- **Instructions to follow**:
Find and copy each line of the listing below that has the word "query" in it.

### Data ###

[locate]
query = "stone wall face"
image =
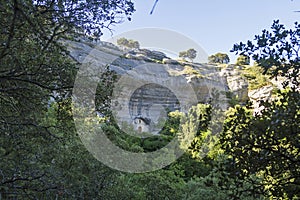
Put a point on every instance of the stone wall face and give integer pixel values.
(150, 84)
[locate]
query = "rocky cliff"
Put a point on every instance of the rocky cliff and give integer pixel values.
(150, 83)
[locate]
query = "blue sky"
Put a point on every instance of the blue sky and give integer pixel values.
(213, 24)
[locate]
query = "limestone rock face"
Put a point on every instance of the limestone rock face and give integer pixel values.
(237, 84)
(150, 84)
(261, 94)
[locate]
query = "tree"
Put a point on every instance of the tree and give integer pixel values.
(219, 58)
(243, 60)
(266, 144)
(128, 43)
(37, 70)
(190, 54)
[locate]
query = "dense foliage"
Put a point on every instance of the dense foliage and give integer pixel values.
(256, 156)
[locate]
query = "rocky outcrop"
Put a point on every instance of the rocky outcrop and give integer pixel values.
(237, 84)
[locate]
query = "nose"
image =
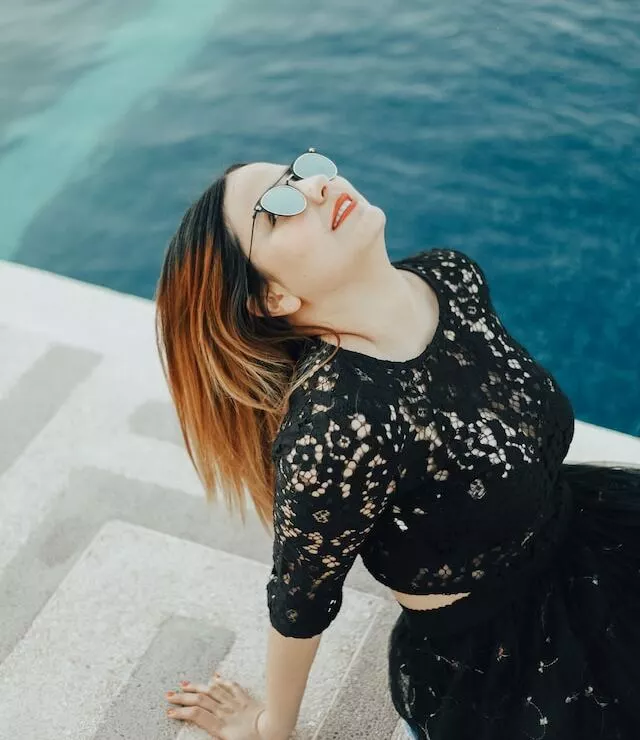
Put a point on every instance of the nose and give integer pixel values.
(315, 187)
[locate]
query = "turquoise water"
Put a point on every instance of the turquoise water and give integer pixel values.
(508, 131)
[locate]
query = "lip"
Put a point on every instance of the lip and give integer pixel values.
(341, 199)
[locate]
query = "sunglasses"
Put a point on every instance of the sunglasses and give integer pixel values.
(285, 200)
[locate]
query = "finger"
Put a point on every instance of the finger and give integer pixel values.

###

- **Result of the exercise**:
query = "stone wall face"
query = "rocky cliff"
query = "blue sky"
query = "limestone rock face"
query = "tree"
query = "dense foliage"
query = "rocky outcrop"
query = "nose"
query = "turquoise water"
query = "lip"
query = "sunglasses"
query = "finger"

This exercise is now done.